## Task
Working from the listing below, pick each line containing the word "emblem" and copy it.

## Data shown
============================================================
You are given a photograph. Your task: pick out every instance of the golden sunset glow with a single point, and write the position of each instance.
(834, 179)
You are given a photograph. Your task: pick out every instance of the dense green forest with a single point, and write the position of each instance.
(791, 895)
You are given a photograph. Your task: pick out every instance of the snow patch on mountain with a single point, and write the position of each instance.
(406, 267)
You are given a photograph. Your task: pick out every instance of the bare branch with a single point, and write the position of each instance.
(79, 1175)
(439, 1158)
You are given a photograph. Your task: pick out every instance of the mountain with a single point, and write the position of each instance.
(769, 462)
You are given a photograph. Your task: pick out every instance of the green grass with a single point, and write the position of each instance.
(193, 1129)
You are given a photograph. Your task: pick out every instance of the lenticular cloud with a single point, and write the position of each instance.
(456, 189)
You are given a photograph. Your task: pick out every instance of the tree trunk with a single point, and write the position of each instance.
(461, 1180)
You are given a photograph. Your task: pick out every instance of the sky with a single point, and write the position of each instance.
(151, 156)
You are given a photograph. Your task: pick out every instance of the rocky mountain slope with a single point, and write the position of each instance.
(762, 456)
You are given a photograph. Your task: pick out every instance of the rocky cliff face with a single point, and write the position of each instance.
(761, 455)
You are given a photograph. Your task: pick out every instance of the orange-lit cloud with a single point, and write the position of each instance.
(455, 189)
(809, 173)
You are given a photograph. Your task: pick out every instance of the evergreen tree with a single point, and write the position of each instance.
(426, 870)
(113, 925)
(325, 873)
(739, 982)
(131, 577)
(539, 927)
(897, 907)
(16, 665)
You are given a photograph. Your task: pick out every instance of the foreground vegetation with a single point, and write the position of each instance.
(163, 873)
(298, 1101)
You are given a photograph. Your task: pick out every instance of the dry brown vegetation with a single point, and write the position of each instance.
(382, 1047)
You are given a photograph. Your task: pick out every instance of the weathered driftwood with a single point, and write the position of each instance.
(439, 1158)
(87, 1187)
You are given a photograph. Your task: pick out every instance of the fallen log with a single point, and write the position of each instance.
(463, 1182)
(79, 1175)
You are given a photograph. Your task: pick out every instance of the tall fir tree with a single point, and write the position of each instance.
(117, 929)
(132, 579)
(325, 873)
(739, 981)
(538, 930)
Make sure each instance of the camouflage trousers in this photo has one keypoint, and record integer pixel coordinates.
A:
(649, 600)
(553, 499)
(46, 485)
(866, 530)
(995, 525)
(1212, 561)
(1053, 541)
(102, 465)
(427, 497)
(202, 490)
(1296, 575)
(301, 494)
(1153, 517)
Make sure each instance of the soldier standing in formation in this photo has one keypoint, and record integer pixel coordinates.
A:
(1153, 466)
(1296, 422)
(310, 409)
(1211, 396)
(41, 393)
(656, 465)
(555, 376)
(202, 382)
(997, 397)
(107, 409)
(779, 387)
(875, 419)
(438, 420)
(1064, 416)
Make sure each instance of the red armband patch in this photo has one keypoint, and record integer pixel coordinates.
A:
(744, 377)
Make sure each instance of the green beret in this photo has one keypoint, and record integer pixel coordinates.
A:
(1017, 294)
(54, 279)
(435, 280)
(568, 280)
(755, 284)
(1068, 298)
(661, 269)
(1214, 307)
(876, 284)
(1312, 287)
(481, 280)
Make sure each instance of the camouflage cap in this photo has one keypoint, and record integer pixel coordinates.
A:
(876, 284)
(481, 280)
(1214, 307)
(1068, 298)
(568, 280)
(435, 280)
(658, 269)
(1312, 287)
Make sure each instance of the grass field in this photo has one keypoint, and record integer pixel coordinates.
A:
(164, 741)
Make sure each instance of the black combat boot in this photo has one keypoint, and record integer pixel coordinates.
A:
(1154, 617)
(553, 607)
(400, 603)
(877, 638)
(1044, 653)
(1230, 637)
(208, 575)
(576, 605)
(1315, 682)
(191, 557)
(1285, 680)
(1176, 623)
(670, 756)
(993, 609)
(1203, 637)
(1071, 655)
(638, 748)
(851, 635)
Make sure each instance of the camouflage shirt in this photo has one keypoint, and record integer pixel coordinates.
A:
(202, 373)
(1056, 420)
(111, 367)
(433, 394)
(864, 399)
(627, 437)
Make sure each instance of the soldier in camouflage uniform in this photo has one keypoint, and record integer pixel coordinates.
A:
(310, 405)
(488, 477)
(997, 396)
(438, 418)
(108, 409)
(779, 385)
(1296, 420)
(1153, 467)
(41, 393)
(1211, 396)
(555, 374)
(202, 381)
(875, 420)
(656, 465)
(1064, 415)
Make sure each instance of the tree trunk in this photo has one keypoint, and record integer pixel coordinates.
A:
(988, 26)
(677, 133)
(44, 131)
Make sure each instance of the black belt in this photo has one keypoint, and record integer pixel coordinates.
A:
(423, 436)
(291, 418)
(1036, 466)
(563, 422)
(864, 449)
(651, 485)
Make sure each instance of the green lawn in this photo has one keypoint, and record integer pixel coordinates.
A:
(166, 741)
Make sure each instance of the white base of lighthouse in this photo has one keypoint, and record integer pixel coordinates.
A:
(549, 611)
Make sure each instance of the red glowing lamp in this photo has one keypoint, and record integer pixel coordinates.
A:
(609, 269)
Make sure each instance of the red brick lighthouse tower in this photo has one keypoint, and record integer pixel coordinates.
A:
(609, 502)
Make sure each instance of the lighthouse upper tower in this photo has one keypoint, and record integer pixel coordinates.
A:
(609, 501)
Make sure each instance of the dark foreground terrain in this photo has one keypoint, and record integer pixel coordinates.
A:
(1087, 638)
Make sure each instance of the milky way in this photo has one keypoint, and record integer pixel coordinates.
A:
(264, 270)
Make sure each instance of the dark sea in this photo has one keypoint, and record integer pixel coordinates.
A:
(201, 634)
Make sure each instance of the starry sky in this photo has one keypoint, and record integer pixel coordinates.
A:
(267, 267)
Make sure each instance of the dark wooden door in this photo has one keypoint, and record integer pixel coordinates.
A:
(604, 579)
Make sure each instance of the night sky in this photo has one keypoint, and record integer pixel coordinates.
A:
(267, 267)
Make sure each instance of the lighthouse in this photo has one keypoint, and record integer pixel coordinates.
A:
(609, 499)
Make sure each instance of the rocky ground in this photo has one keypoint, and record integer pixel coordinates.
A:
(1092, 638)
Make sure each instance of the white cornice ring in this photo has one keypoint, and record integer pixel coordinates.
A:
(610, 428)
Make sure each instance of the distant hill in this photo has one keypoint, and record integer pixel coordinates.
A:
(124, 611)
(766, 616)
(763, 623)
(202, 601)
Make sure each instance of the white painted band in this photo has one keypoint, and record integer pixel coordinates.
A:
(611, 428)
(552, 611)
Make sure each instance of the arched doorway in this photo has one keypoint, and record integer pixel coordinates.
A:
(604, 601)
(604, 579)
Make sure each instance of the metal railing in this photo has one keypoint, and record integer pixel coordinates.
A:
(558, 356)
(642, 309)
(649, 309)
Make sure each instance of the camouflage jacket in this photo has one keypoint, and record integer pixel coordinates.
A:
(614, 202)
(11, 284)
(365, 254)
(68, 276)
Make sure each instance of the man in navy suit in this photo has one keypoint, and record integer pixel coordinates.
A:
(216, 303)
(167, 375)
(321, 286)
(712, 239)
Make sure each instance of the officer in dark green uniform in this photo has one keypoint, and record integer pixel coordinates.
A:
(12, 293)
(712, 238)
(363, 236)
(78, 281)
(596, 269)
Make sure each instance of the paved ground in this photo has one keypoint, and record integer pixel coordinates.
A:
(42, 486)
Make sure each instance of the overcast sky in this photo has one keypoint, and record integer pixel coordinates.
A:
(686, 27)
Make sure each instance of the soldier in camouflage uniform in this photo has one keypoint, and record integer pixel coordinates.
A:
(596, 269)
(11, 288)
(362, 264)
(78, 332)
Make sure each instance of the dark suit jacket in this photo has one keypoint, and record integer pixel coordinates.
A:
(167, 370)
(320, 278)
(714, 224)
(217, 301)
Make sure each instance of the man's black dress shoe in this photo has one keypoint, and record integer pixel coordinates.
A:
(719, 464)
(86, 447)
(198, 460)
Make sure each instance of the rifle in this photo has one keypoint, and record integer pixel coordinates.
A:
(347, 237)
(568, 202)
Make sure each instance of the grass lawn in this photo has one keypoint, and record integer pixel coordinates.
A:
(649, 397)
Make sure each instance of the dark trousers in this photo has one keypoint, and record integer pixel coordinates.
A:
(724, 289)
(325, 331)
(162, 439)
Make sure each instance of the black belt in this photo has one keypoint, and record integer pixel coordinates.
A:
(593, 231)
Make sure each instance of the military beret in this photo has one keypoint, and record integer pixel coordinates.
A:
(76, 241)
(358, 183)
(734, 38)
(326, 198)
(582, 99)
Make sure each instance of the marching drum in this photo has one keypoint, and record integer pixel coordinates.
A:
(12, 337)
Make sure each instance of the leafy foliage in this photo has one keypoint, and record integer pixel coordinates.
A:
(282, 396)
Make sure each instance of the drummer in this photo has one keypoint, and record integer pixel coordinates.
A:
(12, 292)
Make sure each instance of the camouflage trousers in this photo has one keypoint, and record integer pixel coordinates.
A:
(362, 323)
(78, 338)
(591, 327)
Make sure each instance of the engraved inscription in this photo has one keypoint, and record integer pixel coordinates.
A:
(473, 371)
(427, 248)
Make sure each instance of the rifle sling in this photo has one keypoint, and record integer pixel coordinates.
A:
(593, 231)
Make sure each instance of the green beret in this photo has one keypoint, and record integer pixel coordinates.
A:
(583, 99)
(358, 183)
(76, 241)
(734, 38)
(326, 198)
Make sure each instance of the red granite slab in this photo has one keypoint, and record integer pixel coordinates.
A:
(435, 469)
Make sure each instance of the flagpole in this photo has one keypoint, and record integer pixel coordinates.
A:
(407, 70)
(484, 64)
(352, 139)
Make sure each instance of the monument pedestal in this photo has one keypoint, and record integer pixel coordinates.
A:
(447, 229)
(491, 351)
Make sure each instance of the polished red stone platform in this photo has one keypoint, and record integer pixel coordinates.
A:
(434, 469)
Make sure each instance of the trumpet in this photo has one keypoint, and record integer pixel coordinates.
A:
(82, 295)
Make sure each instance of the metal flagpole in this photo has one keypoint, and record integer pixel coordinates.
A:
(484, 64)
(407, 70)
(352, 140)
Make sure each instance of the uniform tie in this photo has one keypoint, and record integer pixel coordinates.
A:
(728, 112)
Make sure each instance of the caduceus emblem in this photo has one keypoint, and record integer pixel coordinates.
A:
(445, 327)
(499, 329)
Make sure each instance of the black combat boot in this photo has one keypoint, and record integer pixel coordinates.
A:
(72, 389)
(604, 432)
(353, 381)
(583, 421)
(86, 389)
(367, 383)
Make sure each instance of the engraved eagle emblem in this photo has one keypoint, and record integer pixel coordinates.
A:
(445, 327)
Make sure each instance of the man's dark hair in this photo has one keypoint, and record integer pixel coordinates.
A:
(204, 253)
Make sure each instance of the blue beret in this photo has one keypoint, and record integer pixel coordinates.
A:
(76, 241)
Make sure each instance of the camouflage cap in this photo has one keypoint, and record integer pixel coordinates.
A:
============================================================
## Answer box
Make sure each instance of the caduceus emblem in this photo has one keypoint, and record integer pixel coordinates.
Make sure each instance of the engraved eagle emblem in this photo has one keypoint, and record integer pixel coordinates.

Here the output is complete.